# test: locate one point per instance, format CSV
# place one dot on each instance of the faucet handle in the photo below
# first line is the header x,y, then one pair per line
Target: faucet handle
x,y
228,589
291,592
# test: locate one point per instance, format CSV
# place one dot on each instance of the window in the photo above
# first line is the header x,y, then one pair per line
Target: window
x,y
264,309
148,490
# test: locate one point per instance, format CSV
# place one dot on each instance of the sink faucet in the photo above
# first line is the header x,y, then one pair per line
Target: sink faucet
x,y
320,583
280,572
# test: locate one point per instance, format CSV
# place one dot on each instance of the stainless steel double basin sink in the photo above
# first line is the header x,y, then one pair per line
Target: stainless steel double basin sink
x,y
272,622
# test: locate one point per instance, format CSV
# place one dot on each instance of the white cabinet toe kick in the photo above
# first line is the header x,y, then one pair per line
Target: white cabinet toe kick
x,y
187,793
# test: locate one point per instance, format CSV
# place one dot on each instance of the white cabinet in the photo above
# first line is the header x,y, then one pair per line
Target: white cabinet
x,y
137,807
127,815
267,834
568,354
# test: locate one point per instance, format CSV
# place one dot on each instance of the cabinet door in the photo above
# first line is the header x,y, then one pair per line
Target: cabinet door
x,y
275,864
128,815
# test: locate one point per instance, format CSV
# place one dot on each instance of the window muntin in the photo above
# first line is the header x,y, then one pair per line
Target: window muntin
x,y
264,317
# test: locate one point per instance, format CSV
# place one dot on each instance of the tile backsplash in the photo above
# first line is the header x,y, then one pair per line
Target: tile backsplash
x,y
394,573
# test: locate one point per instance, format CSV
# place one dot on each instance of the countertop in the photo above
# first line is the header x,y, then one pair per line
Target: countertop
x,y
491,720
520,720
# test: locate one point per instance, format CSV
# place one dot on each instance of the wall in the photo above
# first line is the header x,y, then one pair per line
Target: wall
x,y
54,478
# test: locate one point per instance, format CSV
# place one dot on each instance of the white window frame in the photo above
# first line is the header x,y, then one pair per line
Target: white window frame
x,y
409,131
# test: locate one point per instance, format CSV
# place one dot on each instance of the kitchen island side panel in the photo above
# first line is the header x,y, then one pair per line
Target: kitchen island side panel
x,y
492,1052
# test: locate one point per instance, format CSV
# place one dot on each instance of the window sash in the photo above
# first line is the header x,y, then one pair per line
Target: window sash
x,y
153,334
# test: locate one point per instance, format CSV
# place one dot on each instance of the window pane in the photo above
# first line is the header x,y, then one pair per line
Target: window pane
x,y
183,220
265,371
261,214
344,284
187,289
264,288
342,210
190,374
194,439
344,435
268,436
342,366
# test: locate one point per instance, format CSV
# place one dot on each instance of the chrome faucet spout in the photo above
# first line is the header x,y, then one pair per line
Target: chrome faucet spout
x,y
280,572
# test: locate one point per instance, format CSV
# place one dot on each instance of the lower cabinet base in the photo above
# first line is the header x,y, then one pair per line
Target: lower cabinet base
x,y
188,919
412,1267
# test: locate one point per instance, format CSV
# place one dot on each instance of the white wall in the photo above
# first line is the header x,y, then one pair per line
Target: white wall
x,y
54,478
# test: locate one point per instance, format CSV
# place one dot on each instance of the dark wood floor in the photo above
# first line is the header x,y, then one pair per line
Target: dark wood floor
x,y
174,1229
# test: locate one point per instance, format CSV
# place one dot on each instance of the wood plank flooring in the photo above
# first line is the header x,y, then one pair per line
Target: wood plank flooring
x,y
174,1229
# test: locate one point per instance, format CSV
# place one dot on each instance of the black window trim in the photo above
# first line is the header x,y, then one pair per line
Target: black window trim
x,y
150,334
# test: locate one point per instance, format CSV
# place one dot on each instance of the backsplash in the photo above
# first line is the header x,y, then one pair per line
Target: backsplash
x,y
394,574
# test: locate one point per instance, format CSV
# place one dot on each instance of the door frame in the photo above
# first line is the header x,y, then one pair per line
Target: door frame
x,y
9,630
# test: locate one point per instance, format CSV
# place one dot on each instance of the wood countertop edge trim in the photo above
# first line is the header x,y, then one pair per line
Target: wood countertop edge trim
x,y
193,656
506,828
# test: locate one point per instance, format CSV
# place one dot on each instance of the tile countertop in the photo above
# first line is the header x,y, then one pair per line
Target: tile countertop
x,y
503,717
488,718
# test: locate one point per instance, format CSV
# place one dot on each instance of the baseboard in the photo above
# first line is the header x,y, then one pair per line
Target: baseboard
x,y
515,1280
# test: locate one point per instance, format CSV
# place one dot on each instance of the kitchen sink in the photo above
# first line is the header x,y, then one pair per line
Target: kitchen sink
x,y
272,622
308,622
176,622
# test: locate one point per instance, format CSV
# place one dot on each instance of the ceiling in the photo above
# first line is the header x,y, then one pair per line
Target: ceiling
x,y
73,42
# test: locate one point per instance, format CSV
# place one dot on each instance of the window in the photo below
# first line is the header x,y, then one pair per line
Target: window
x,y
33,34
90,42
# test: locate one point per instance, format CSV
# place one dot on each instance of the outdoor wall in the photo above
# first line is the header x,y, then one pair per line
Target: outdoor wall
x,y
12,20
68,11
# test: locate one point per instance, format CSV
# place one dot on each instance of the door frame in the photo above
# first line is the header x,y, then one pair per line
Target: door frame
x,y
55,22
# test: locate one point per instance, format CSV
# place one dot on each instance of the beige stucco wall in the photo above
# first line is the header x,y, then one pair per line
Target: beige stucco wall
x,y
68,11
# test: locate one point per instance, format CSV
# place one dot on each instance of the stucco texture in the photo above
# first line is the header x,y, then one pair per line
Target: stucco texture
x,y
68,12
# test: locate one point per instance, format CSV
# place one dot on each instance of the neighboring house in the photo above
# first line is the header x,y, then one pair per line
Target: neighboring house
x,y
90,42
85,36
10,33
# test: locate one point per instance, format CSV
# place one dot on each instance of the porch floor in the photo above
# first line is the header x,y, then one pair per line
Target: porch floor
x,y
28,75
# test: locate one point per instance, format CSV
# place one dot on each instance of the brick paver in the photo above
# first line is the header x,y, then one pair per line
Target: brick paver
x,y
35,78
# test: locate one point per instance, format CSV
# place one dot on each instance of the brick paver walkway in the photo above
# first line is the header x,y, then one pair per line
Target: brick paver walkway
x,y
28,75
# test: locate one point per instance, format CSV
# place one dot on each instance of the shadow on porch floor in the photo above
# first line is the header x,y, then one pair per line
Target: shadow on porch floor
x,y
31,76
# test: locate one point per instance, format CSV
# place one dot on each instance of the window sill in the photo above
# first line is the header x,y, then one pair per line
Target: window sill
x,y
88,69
• • •
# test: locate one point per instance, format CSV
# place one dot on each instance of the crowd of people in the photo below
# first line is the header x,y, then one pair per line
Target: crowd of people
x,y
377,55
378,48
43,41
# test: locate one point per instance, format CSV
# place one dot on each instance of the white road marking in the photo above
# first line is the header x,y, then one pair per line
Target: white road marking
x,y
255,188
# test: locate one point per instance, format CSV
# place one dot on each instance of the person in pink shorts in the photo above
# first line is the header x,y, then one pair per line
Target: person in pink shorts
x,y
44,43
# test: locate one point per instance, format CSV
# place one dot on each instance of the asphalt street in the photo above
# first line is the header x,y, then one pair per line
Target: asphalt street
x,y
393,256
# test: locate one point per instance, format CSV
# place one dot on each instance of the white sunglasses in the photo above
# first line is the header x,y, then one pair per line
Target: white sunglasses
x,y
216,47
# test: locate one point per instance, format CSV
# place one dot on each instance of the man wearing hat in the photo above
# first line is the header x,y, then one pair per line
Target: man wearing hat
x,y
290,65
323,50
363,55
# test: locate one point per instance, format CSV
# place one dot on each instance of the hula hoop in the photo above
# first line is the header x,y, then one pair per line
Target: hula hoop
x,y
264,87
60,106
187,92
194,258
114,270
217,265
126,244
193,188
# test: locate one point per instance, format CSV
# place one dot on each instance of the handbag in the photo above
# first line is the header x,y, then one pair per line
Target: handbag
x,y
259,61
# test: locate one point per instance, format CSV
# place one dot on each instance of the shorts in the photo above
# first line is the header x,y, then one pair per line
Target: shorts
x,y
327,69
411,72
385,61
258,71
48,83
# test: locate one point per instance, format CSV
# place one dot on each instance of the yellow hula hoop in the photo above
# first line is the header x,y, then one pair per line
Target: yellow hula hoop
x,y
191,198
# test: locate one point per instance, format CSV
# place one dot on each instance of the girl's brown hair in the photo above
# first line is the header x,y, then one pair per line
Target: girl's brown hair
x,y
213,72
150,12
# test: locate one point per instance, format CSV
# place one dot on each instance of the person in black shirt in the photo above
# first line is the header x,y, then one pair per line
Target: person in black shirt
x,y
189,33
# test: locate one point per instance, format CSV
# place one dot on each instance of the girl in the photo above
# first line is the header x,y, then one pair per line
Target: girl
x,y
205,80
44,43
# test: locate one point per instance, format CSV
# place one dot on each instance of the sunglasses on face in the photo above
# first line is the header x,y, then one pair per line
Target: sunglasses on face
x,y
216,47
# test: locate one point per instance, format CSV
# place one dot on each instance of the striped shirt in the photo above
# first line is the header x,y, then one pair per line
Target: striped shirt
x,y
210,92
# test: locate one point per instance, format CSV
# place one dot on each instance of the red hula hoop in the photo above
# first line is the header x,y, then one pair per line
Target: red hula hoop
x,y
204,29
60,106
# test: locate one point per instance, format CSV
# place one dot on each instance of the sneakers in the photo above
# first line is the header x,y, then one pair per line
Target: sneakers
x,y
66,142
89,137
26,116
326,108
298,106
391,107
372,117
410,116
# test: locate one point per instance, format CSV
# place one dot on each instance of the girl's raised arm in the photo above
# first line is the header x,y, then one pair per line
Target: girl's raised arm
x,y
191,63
• • •
> **Problem details**
Scan the material above line by line for "below". State how many lines have it, and nothing more.

> **Exercise result**
3